------ AVAILABLE RECORDS ------

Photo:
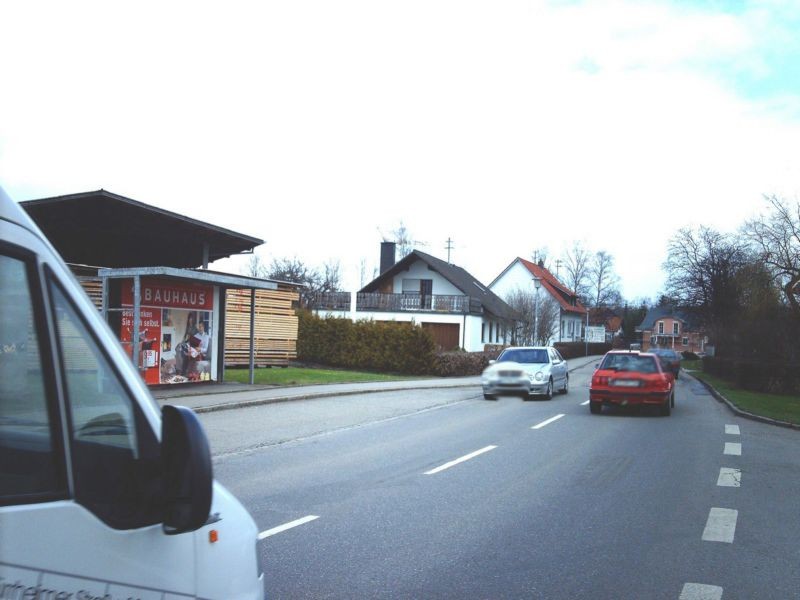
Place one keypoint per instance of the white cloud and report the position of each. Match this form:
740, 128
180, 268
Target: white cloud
504, 126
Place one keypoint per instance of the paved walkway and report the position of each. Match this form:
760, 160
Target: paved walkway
222, 396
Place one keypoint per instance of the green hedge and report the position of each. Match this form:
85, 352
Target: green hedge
462, 364
759, 376
372, 345
577, 349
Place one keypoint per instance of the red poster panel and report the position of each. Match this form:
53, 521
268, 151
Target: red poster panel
170, 294
149, 336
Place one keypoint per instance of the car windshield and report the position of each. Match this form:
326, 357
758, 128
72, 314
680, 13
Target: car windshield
524, 356
630, 362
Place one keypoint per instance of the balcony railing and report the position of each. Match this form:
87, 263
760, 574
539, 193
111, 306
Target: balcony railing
398, 302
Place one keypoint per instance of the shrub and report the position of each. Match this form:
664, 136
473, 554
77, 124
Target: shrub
577, 349
462, 364
760, 376
371, 345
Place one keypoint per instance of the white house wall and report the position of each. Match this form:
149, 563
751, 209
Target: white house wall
519, 277
420, 270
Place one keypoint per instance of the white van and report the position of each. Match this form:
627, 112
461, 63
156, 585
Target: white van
102, 495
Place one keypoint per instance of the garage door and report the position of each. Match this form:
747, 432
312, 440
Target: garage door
446, 336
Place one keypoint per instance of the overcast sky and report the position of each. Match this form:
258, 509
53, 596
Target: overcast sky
504, 126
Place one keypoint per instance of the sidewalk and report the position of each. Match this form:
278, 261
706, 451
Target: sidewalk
223, 396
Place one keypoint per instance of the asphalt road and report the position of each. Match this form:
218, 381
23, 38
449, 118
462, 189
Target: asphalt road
363, 497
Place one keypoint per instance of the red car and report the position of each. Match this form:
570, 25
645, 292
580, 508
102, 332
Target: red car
632, 379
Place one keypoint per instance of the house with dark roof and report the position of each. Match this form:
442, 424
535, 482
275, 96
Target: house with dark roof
524, 275
456, 308
671, 327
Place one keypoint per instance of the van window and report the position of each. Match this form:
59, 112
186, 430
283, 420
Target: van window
114, 452
31, 456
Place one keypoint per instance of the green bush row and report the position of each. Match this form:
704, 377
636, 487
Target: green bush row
754, 375
373, 345
462, 364
577, 349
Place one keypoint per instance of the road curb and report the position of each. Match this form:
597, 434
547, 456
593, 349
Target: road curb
312, 396
742, 413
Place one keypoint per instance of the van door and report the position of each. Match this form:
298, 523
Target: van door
79, 464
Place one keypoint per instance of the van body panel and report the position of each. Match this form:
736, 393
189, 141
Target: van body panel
60, 548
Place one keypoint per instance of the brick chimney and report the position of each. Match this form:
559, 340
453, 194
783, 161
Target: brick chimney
387, 256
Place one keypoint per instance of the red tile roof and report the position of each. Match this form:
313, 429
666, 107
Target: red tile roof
557, 289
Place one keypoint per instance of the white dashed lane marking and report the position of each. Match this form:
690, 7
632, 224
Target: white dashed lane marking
457, 461
287, 526
733, 449
721, 525
700, 591
545, 423
729, 477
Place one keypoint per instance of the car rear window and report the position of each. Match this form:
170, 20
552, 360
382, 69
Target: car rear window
630, 362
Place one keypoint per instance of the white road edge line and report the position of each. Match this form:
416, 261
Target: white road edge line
453, 463
545, 423
700, 591
733, 449
286, 526
729, 477
721, 525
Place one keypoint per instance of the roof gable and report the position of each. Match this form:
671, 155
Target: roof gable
562, 294
458, 277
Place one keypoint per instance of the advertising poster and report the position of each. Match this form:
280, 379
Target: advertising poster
175, 330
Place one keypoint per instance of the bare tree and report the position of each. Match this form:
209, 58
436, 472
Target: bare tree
703, 274
255, 267
403, 239
776, 238
330, 277
524, 303
541, 254
577, 261
603, 282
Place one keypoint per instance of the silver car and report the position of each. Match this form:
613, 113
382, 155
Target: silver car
535, 370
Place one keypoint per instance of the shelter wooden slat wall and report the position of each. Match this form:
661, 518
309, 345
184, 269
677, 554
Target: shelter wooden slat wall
275, 327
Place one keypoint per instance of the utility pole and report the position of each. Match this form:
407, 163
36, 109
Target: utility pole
448, 247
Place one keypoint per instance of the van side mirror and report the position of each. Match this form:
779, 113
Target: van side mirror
187, 473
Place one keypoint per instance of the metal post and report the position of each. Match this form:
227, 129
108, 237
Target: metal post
104, 309
586, 335
252, 336
137, 292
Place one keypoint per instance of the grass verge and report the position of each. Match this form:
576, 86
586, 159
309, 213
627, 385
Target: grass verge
774, 406
306, 376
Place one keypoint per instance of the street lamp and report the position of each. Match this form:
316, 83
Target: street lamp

------

WHAT YOU ARE ASKED TO DO: Every line from the one containing "Place one keypoint per instance of the shelter" through the end of the entries above must be echoed exactly, with both ends kept.

REPLY TO THE EXERCISE:
Place one keypoint per instance of the shelter wooden slat wall and report the position of each. Match this form:
661, 518
309, 345
184, 269
677, 554
Target: shelter wooden slat wall
275, 327
Place one keypoint per instance of the utility pole and report the position of each. Match this form:
407, 163
36, 109
Target: utility pole
448, 247
Place one keypoint per instance of the van side mirror and report the position of each. Match this form:
779, 113
Target: van side mirror
187, 473
Place one keypoint per instance of the metal post and report the position of each. Match this form:
227, 129
108, 237
Target: metal post
104, 309
586, 335
252, 336
137, 292
Place one keypoint per instance of the grass verge and report the position of each. Match this form:
576, 86
586, 159
309, 213
627, 385
Target: grass verge
774, 406
306, 376
Place one keypoint per instance of the street lamp and report the position of each. Match this form:
316, 83
Target: street lamp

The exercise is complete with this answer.